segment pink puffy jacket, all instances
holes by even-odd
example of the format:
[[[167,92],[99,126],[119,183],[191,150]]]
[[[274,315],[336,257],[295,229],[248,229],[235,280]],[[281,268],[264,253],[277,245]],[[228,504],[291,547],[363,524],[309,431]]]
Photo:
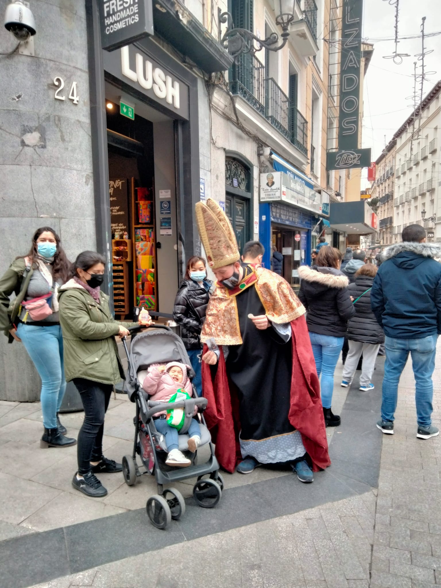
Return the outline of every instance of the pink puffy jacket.
[[[168,373],[173,366],[180,368],[182,369],[183,374],[183,379],[182,382],[175,382]],[[170,363],[167,364],[165,366],[165,370],[162,373],[161,372],[158,372],[158,369],[149,372],[142,382],[142,387],[150,396],[149,400],[168,402],[173,395],[176,393],[180,388],[186,392],[189,396],[192,396],[193,386],[187,375],[187,370],[189,368],[189,366],[186,366],[184,363],[171,362]],[[195,412],[197,412],[197,409]],[[165,413],[165,411],[163,410],[154,416],[158,416],[159,415]]]

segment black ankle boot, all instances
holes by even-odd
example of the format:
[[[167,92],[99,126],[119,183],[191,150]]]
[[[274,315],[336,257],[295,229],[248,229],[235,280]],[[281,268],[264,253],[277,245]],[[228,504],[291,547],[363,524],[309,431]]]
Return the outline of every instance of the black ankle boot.
[[[334,415],[330,408],[323,408],[323,416],[325,417],[325,425],[327,427],[339,427],[341,419],[337,415]]]
[[[58,413],[56,413],[56,426],[58,427],[58,430],[60,432],[62,435],[65,435],[68,432],[67,429],[65,427],[64,425],[61,424],[60,420],[60,417],[58,416]]]
[[[46,429],[40,441],[40,447],[42,448],[49,447],[69,447],[76,445],[76,439],[62,435],[58,429]]]

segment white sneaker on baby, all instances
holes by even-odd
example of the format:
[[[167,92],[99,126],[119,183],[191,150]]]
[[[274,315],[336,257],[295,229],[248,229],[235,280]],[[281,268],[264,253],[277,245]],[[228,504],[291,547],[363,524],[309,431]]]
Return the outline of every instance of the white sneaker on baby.
[[[198,435],[193,435],[188,440],[188,449],[192,453],[195,453],[198,447],[201,445],[201,437]]]
[[[175,467],[188,467],[192,462],[179,449],[172,449],[167,456],[165,463],[168,466]]]

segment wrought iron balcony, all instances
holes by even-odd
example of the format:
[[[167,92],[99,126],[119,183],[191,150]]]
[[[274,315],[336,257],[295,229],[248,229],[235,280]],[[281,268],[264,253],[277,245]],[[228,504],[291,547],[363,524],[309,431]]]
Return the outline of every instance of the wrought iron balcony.
[[[265,66],[250,54],[243,54],[230,70],[232,94],[241,96],[305,155],[308,121],[272,78],[265,78]]]
[[[240,55],[230,70],[229,81],[232,94],[242,96],[253,108],[265,116],[265,68],[255,55]]]
[[[305,0],[303,16],[314,38],[317,39],[317,5],[314,0]]]
[[[272,78],[265,83],[265,116],[273,126],[290,141],[289,98]]]

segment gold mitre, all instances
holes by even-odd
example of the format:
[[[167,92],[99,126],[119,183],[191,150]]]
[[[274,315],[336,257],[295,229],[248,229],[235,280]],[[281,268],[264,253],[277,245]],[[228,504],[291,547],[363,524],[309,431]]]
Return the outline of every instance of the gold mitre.
[[[196,202],[196,221],[201,240],[212,269],[238,261],[240,258],[233,228],[217,202],[208,198],[206,204]]]

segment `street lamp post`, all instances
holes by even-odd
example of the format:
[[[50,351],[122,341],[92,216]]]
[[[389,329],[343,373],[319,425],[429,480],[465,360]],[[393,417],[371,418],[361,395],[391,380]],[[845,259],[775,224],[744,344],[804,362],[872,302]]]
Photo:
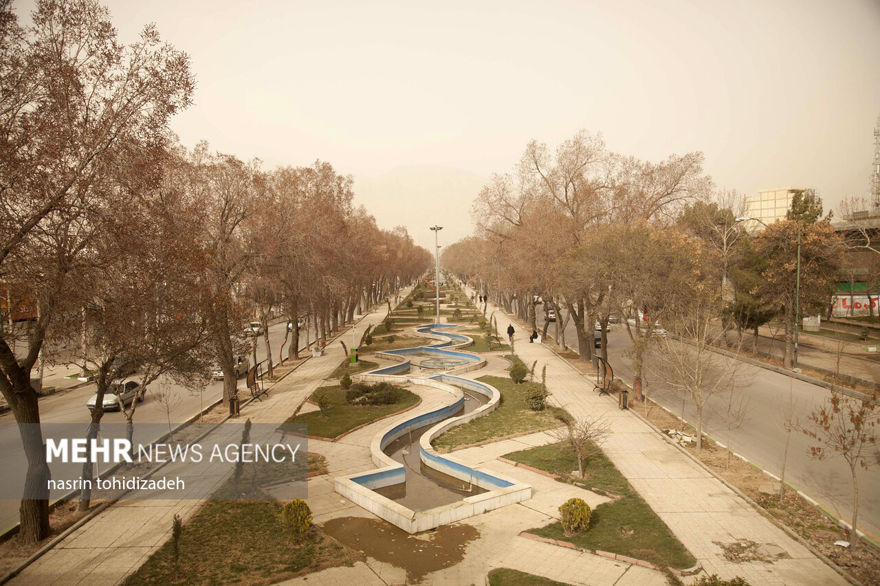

+++++

* EXERCISE AIM *
State how many lines of the data above contain the word "Return", with case counting, and give only the number.

* COMPLETE RESPONSE *
5